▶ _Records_

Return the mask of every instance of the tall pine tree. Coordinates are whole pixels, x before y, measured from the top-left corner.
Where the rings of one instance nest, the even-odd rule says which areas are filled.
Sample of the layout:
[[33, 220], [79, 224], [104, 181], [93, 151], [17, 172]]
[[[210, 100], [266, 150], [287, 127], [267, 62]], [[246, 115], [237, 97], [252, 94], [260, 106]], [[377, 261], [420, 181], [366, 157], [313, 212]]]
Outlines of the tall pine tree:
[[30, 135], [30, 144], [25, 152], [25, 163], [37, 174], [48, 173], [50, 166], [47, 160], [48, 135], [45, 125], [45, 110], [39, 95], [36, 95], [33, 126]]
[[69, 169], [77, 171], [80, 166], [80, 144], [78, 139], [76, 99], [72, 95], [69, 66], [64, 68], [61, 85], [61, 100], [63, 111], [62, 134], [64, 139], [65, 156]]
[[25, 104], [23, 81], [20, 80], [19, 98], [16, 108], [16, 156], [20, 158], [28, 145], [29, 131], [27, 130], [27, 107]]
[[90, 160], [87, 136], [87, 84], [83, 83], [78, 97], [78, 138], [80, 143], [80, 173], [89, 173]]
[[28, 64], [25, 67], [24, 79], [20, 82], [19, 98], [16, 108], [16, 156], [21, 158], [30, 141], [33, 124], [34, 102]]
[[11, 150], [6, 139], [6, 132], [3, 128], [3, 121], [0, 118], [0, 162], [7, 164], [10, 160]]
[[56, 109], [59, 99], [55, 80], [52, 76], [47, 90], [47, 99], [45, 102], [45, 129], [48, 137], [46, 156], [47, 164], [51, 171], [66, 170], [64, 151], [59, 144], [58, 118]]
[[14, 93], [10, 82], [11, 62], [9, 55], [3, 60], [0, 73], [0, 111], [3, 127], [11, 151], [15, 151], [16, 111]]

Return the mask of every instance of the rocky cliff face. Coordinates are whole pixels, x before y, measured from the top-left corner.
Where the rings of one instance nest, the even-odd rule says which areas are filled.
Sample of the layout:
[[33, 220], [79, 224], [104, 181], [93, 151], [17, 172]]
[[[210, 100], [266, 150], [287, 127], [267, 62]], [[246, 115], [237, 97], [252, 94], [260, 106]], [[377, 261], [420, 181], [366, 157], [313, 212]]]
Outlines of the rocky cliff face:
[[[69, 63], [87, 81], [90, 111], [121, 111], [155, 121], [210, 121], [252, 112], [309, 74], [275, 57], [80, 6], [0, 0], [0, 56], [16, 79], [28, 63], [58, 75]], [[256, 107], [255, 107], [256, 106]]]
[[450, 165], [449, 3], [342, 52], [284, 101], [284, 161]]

▶ _TASK TO CARRY OUT_
Recast all of the rows above as a JSON list of strings, giving each line as its own string and omitting blank lines.

▶ _COMPLETED EXERCISE_
[
  "Return the mask of every instance of the tall pine tree. Coordinates are whole pixels, x before y, measured from the top-left corner.",
  "Where the rings of one instance nest, the even-odd rule says which areas are filled.",
  "Sample of the layout:",
  "[[33, 220], [79, 224], [104, 181], [93, 151], [17, 172]]",
  "[[[210, 100], [266, 150], [287, 127], [267, 62]], [[246, 115], [237, 97], [252, 94], [260, 106]], [[377, 261], [420, 181], [366, 157], [313, 212]]]",
  "Outlines of the tall pine tree:",
  "[[30, 135], [30, 144], [25, 152], [25, 163], [37, 174], [48, 173], [50, 166], [47, 160], [48, 135], [45, 125], [45, 110], [39, 95], [36, 95], [33, 126]]",
  "[[69, 169], [77, 171], [80, 166], [80, 144], [78, 139], [76, 99], [72, 95], [69, 66], [64, 68], [61, 85], [61, 100], [63, 111], [62, 134], [64, 139], [65, 156]]",
  "[[25, 104], [23, 81], [20, 80], [19, 98], [16, 108], [16, 156], [20, 158], [28, 145], [29, 131], [27, 130], [27, 107]]",
  "[[90, 160], [87, 136], [87, 84], [83, 83], [78, 97], [78, 138], [80, 143], [80, 173], [89, 173]]",
  "[[28, 64], [25, 67], [24, 79], [20, 82], [19, 98], [16, 108], [16, 156], [21, 158], [30, 141], [33, 124], [34, 102]]",
  "[[11, 150], [6, 139], [6, 132], [3, 128], [3, 121], [0, 118], [0, 162], [7, 164], [10, 160]]",
  "[[56, 109], [59, 99], [55, 80], [52, 76], [47, 90], [47, 99], [45, 102], [45, 129], [48, 137], [46, 156], [47, 164], [51, 171], [66, 170], [64, 151], [59, 144], [58, 118]]",
  "[[14, 93], [10, 82], [11, 62], [9, 55], [3, 60], [0, 73], [0, 111], [3, 127], [11, 151], [15, 151], [16, 111]]",
  "Return the mask of every instance of the rocky cliff face. Coordinates are whole pixels, x before y, measured from the top-left corner.",
  "Where the rings of one instance nest, the even-odd rule says which areas are filled.",
  "Sample of the layout:",
  "[[33, 220], [79, 224], [104, 181], [93, 151], [17, 172]]",
  "[[[210, 100], [266, 150], [287, 127], [267, 62]], [[246, 115], [237, 97], [252, 94], [260, 106]], [[377, 261], [420, 181], [366, 157], [313, 212]]]",
  "Outlines of the rocky cliff face:",
  "[[[69, 63], [87, 81], [90, 111], [121, 111], [155, 121], [210, 121], [252, 112], [309, 74], [275, 57], [80, 6], [0, 0], [0, 56], [16, 79], [28, 63], [58, 75]], [[256, 107], [255, 107], [256, 106]]]",
  "[[450, 165], [449, 3], [342, 52], [284, 101], [284, 161]]"
]